[Records contained in a dataset]
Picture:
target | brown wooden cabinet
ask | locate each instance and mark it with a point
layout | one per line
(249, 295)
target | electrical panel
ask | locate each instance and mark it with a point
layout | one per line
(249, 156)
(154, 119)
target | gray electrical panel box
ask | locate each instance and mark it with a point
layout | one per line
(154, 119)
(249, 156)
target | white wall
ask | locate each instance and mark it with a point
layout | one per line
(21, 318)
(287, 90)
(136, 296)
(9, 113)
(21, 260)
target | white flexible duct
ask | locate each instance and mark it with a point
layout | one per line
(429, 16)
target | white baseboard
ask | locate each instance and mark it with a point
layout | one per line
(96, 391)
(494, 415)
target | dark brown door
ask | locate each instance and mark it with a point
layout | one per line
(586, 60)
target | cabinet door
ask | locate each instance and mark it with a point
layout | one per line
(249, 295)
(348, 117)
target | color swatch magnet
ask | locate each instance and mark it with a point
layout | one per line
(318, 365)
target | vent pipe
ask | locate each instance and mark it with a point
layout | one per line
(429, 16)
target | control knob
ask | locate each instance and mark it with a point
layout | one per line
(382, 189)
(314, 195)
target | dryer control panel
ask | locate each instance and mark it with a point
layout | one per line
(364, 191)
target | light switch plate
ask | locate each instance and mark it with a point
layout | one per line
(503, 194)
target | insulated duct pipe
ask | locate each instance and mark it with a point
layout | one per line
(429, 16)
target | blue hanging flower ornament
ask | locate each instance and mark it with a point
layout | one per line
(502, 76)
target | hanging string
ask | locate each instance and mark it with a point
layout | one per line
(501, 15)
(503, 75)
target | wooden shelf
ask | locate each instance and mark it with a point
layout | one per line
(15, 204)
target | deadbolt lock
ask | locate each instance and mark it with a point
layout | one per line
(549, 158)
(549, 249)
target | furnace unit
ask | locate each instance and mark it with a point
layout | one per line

• **WHAT YOU ARE ASKED TO DO**:
Copy out the whole listing exactly; please set it all down.

• **COMPLETED EXERCISE**:
Picture:
target | brown wooden cabinet
ask | locate each instance and mark it with a point
layout | one per line
(249, 295)
target | electrical panel
ask | locate each instance and mark it with a point
layout | one per line
(249, 156)
(154, 119)
target | gray electrical panel box
ask | locate each instance and mark it with a point
layout | one per line
(154, 119)
(249, 156)
target | white wall
ask | locate each instance and mark it with a point
layout | one per line
(21, 318)
(287, 90)
(136, 296)
(9, 113)
(21, 260)
target | white flexible duct
ask | locate each instance and mark it with a point
layout | one per line
(429, 16)
target | white baseboard
ask | locate each instance and mark it with a point
layout | one per line
(96, 391)
(494, 415)
target | dark brown door
ask | locate each instance and mark it with a point
layout | one per line
(586, 60)
target | cabinet door
ask | locate each instance and mark it with a point
layout | one per line
(249, 295)
(348, 117)
target | color swatch magnet
ask | locate each instance and mark it with a point
layout | one per line
(318, 365)
target | vent pipe
ask | locate each instance and mark it with a point
layout | one per line
(429, 16)
target | control knob
ask | locate each instance and mark it with a point
layout | one per line
(382, 189)
(314, 195)
target | dryer control panel
ask | locate each instance and mark it with a point
layout | one per line
(364, 191)
target | light switch plate
ask | locate each instance and mark it with a point
layout | one per line
(503, 194)
target | insulated duct pipe
ask | locate each instance and mark it with a point
layout | one per line
(429, 16)
target | blue hanging flower ornament
ask | locate each instance and mark it with a point
layout | one per line
(502, 76)
target | hanging string
ask | locate each instance and mark it with a point
layout | one per line
(501, 15)
(503, 75)
target | wooden shelf
ask | locate each instance and mark it with a point
layout | one per line
(15, 204)
target | deadbolt lock
ask | locate each instance and mark it with a point
layout | one per line
(549, 158)
(549, 249)
target | furnace unit
ask | locate each instance and mark it with a point
layout | one per line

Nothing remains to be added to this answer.